▶ JOB: Report how many lines in the rows below contain the word "grassy", and reply with that number alone.

__________

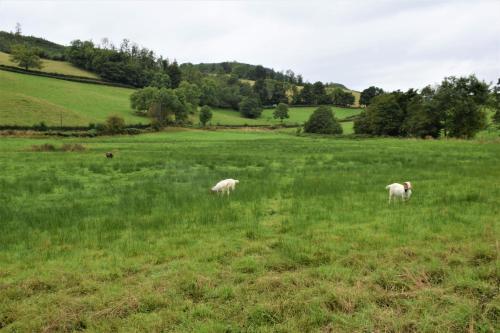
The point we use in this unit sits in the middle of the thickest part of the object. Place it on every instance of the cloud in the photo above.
(391, 44)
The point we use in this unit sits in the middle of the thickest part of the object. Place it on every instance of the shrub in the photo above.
(115, 124)
(41, 127)
(250, 107)
(205, 115)
(73, 147)
(322, 121)
(44, 147)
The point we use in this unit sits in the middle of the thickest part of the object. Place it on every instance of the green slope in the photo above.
(26, 100)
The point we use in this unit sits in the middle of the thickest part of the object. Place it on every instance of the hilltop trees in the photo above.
(281, 112)
(322, 121)
(26, 57)
(205, 114)
(342, 98)
(455, 107)
(368, 94)
(250, 107)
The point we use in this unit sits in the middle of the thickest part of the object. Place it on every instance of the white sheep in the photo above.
(225, 185)
(399, 191)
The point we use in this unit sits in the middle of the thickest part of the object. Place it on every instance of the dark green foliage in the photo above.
(205, 114)
(250, 107)
(455, 107)
(322, 121)
(46, 49)
(384, 116)
(281, 112)
(25, 56)
(495, 103)
(368, 94)
(461, 100)
(115, 124)
(422, 116)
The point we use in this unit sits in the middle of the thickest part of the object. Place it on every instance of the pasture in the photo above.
(27, 100)
(306, 243)
(53, 66)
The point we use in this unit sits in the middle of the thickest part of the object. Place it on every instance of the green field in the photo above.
(306, 243)
(27, 99)
(53, 66)
(298, 115)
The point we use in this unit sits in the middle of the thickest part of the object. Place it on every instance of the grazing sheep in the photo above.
(225, 185)
(397, 190)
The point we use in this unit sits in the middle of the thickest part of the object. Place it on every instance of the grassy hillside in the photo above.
(53, 66)
(49, 49)
(27, 99)
(306, 243)
(298, 115)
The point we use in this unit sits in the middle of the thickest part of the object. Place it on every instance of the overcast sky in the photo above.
(390, 44)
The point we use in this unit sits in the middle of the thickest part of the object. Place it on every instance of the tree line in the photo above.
(454, 108)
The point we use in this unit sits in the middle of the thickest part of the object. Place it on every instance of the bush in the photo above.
(250, 107)
(44, 147)
(115, 124)
(73, 147)
(205, 115)
(322, 121)
(41, 127)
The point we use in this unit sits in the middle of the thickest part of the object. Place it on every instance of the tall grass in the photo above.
(307, 242)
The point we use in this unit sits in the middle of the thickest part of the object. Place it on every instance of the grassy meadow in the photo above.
(306, 243)
(53, 66)
(27, 100)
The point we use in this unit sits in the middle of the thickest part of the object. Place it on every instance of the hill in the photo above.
(49, 49)
(28, 99)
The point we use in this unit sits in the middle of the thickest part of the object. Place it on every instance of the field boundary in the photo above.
(63, 77)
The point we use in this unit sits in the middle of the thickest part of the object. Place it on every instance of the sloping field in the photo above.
(298, 115)
(52, 66)
(306, 243)
(27, 99)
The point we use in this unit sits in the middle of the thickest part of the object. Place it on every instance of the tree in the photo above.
(341, 98)
(368, 94)
(189, 95)
(322, 121)
(306, 95)
(384, 116)
(18, 29)
(495, 103)
(250, 107)
(461, 101)
(422, 116)
(281, 112)
(25, 57)
(142, 99)
(115, 124)
(205, 114)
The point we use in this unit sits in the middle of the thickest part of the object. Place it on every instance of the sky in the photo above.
(389, 44)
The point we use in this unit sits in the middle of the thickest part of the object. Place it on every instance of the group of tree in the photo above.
(454, 108)
(323, 121)
(127, 64)
(248, 72)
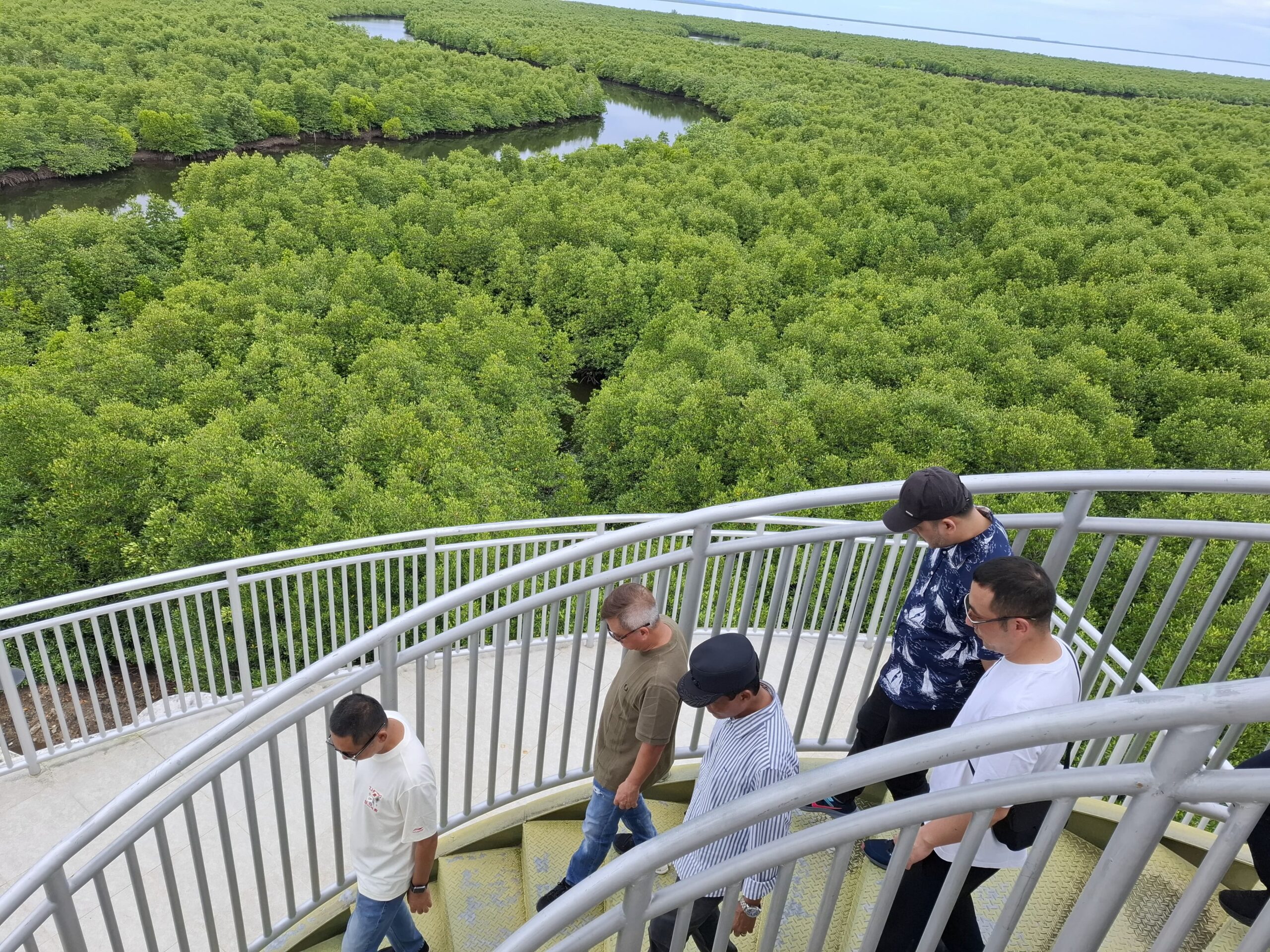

__________

▶ RESULT: 2